___ Metin Bölümü ___
20 Temmuz 2010 Salı

Yağmur.

Yağmur yağıyor! Yaşasın! Sonunda bir serinlik... Odama hava giriyor! Pencere açık olduğu halde tüllerimin kıpırdanmaması iyice sinir bozucu olmaya başlamıştı. İçeri rüzgar gireceğine çeşit çeşit kanatlı böcekler ve en siniri de sinekler giriyordu. En azından şimdi serinliyorum. Yağmurda ıslanasım geldi ya. Çıksam mı acaba dışarı...

19 Temmuz 2010 Pazartesi

~

Ne kadar dinlersem dinleyeyim hiçbir değişme yok. Sevmedim. Nefret ettim. İlk dört albümden sonra bu ne ya? Öhmm... Neyse bu konuyu Aralık'a kadar kapatıyorum. O zamana kadar klasik müzikle kafayı bulacağım. o.ô
Şaka bir yana seviyorum klasik müziği ya. Sanırım bu sene de test çözerken falan iyi gider. İyisi, ben bu sene daha çok klasik dinleyeyim. Piyano dinleye dinleye de Nodame Cantabile izleyesim geldi be...

House! ♥ 2. sezonu bitirdim~ (Gece gündüz izlersem tabi biter o.ô) Neyse önümüzde daha 4+ sezon var :D.

Bu iş böyle gitmez. Bugün yarın gidip piyano kursuyla konuşup, en azından dershane açılmadan önce kalan şu son ayımı değerlendirmem lazım. Eğer mümkünse haftada 2 ders isteyeceğim. Beni ancak oyalar. Ve kursa gidemeyeceğim önümüzdeki 1 sene için tatmin eder biraz.

18 Temmuz 2010 Pazar

Böhü...

Ve azmettim, buldum. Belamı buldum! (tepkileri bir mantığa bağlamak isteyenler bir önceki postu okuyabilirler...) Korktuğum başıma geldi. Evet eminim artık daha çok sesleri çıkıyor ve daha çok tanınacaklar ama benim istediğim grup olarak değil! Pff... Hayır ya bunu niye yapıyorlar! Niye grubun tarzını alıp en sevdiğim şeklinden, en dinlemediğime dönüştürüyorlar ki? Acaba sorun benim zevkim mi merak ediyorum. Etrafta bu tür duyup duyup en son aklınızda 2 kelimenin ve bir melodinin kaldığı şarkılardan... Umarım sadece bu single böyledir ve bütün albümün içinde en azından bir tane dinleyebileceğim şarkı çıkar. T.T
Resmen hayallerim yıkıldı ya. Yok, artık dolanamayacağım etrafta "McFly McFly" diye çığırarak. Eski şarkılarıyla idare edeceğim bu gidişle. Ya da bundan sonra Simple Plan'e daha çok takılacağım. Aslında kalite olarak Simple Plan daha iyi sanırım. Ama bu McFly oğlanlarının bir sempatikliği vardı ya. Bekliyordum ben bunlardan yeni gelişme, ilerleme falan. İşte karşımızda gelişme... Bunlar da bozdular. Yok arkadaş ben bundan sonra yeni grupları takip etmem. Adam akıllı, görmüş geçirmiş, aynı çizgide kalmışları takip edeceğim. T.T
Artık son ümidim Aralık'taki albümde belki hoşuma gidebilecek bir şarkı bulmak~

Yeni single: Burada...
___
» Görev a: Günlük metnine göre piyano kursundan, mümkünse haftada kaç ders istenecek?
Günlük metni ile kayıtlar birbirinden bağımsız iki ayrı malzemedir.
___ Kaynak Malzeme ___
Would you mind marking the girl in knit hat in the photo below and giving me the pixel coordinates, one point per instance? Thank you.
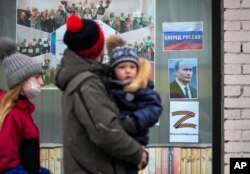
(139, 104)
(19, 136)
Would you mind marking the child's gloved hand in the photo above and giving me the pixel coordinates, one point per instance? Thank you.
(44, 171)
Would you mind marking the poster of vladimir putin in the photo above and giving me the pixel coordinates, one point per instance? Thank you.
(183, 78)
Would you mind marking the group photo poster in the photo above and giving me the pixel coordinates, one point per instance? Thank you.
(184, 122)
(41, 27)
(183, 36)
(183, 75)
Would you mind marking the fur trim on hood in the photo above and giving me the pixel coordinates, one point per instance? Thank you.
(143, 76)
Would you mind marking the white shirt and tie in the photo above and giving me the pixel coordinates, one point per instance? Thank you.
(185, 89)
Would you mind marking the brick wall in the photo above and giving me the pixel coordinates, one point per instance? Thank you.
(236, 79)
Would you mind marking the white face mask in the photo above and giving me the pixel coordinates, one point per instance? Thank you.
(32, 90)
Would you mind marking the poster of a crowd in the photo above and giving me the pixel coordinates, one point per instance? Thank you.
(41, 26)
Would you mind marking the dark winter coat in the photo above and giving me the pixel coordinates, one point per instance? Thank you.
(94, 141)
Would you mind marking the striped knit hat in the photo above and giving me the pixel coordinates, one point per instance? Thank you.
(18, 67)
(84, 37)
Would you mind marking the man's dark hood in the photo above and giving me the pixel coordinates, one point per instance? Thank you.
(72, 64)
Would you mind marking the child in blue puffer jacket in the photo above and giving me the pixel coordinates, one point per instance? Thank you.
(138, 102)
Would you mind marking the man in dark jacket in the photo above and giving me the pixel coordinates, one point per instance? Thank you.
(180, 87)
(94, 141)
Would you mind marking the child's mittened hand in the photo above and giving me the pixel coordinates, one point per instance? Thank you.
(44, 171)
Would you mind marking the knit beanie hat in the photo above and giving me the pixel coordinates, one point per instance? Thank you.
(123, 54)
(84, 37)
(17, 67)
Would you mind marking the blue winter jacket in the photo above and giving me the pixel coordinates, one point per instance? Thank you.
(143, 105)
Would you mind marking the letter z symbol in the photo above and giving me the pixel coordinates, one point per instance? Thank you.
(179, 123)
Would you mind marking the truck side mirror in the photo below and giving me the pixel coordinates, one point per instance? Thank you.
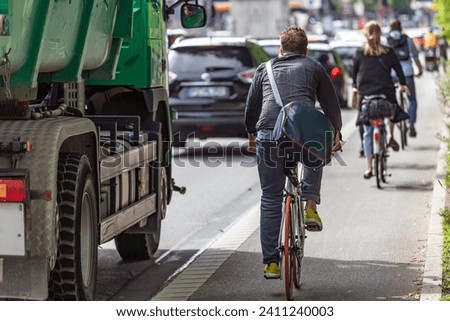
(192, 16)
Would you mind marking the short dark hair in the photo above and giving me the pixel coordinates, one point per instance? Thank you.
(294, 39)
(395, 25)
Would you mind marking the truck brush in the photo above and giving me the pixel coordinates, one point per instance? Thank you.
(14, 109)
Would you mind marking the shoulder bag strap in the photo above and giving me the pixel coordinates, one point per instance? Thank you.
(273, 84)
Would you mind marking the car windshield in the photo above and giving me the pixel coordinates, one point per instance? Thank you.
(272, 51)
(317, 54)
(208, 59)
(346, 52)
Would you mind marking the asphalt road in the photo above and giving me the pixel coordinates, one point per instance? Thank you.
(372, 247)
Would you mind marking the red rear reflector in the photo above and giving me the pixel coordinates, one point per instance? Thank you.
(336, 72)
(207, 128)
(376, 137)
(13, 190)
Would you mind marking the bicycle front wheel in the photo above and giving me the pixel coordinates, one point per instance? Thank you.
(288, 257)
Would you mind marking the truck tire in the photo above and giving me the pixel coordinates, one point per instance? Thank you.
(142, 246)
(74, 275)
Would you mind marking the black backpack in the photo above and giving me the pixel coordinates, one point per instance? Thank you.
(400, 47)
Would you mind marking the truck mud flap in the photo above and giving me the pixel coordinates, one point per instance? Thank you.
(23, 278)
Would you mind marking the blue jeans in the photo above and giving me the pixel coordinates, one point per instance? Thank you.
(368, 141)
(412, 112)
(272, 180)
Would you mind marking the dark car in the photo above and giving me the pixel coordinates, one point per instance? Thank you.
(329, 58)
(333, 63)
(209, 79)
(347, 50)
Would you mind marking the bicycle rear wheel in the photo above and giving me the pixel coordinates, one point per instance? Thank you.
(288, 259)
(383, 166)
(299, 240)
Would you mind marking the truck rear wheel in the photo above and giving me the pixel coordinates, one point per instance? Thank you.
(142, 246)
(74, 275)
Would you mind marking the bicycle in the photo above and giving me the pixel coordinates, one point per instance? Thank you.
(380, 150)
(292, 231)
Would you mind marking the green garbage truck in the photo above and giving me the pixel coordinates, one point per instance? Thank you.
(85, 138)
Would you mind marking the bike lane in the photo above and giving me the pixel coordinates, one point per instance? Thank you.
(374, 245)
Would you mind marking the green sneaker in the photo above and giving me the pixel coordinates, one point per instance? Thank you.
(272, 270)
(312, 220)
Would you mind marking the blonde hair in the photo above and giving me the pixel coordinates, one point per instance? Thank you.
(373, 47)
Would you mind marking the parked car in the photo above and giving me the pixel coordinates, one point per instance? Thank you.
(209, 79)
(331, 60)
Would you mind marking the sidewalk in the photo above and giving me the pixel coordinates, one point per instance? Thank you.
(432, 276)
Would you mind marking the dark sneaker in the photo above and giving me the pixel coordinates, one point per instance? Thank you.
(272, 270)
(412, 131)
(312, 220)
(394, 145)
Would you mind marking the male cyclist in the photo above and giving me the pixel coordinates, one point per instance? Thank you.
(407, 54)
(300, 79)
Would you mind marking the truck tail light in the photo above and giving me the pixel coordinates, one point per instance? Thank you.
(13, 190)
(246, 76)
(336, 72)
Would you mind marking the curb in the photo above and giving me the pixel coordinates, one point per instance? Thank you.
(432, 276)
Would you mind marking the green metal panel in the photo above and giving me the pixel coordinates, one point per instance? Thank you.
___
» Görev b: Kayıtlarda "Would you mind marking the male" ifadesinin geçtiği satırdan başlayıp kayıtların sonuna kadar giden satırları, iki uçtaki satırlar da dahil olmak üzere, hiçbir değişiklik yapmadan aktarın.

» Yazılı Yanıt a: Mümkünse haftada 2 ders istenecek.

» Yazılı Yanıt b:
Would you mind marking the male cyclist in the photo above and giving me the pixel coordinates, one point per instance? Thank you.
(407, 54)
(300, 79)
Would you mind marking the truck tail light in the photo above and giving me the pixel coordinates, one point per instance? Thank you.
(13, 190)
(246, 76)
(336, 72)
Would you mind marking the curb in the photo above and giving me the pixel coordinates, one point per instance? Thank you.
(432, 276)
Would you mind marking the green metal panel in the photo above and giving me the pixel coordinates, one point per instance? Thank you.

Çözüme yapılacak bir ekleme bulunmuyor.